**Records shown**:
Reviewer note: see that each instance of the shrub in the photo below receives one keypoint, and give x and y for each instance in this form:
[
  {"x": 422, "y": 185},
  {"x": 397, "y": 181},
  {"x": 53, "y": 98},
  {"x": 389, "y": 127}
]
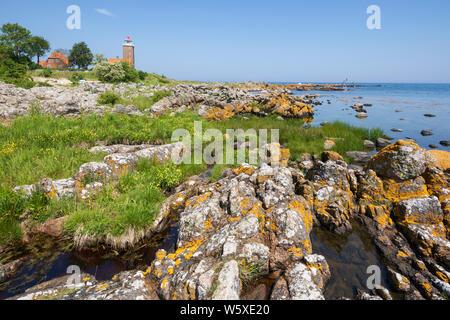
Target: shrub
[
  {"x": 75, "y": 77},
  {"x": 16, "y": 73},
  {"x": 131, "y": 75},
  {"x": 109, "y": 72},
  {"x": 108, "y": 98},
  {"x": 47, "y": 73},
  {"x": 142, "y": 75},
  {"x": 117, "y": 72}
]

**Work to complete**: Reproduce every line of the records above, requests included, multiplying each x and y keypoint coordinate in the answers by 2.5 and rounding to the nearest whole number, with halves rounded up. Keep the numbers in the requests and their format samples unchanged, and leave the pictures out.

**Solution to the exercise**:
Reviewer note: see that each instance of the shrub in the photo below receives one keypoint, and give x and y for each instance in this form:
[
  {"x": 422, "y": 185},
  {"x": 397, "y": 181},
  {"x": 53, "y": 98},
  {"x": 389, "y": 127}
]
Target: shrub
[
  {"x": 188, "y": 193},
  {"x": 40, "y": 183},
  {"x": 328, "y": 188},
  {"x": 273, "y": 180},
  {"x": 270, "y": 245},
  {"x": 118, "y": 183},
  {"x": 355, "y": 188},
  {"x": 293, "y": 180}
]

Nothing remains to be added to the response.